Collection entries
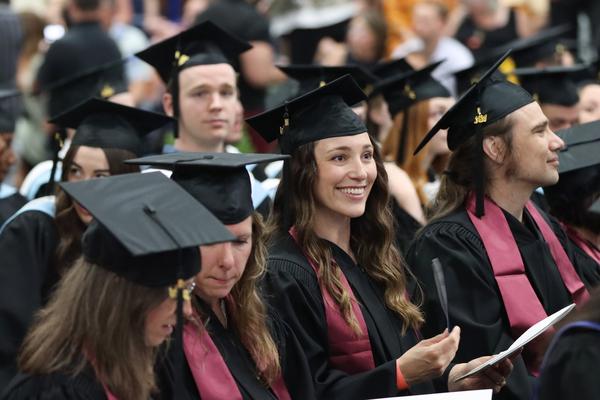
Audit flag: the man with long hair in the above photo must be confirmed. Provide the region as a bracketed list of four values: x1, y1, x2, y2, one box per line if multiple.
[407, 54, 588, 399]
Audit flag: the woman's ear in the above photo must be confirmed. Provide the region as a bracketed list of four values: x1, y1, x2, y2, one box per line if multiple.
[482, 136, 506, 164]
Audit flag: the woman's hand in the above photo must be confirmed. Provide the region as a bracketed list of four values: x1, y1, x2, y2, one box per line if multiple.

---

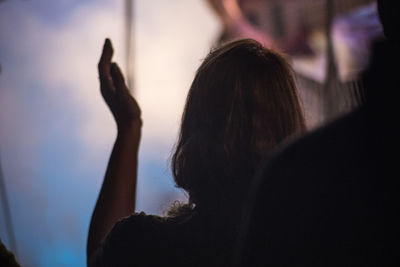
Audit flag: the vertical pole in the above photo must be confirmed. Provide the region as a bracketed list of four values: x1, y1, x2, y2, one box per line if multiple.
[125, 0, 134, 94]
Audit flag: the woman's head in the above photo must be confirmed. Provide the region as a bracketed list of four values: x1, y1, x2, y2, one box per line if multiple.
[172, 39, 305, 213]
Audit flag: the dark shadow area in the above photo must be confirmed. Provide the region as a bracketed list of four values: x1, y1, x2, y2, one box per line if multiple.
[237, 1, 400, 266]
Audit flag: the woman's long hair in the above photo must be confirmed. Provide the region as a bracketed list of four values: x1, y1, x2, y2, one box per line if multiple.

-- Exercise --
Format the part of the items that opens with the line containing "Audit flag: the woman's ear" and closes with the line containing "[482, 136, 506, 164]" as a Markdown table with the columns Number and Record line. Give one row per line and leave out blank lines.

-- Written solution --
| Number | Record line |
|---|---|
| 1 | Audit flag: the woman's ear in the above photo must be confirmed. Provide the region as a bracketed list of four values: x1, y1, x2, y2, one box per line if multiple. |
| 2 | [482, 136, 506, 164] |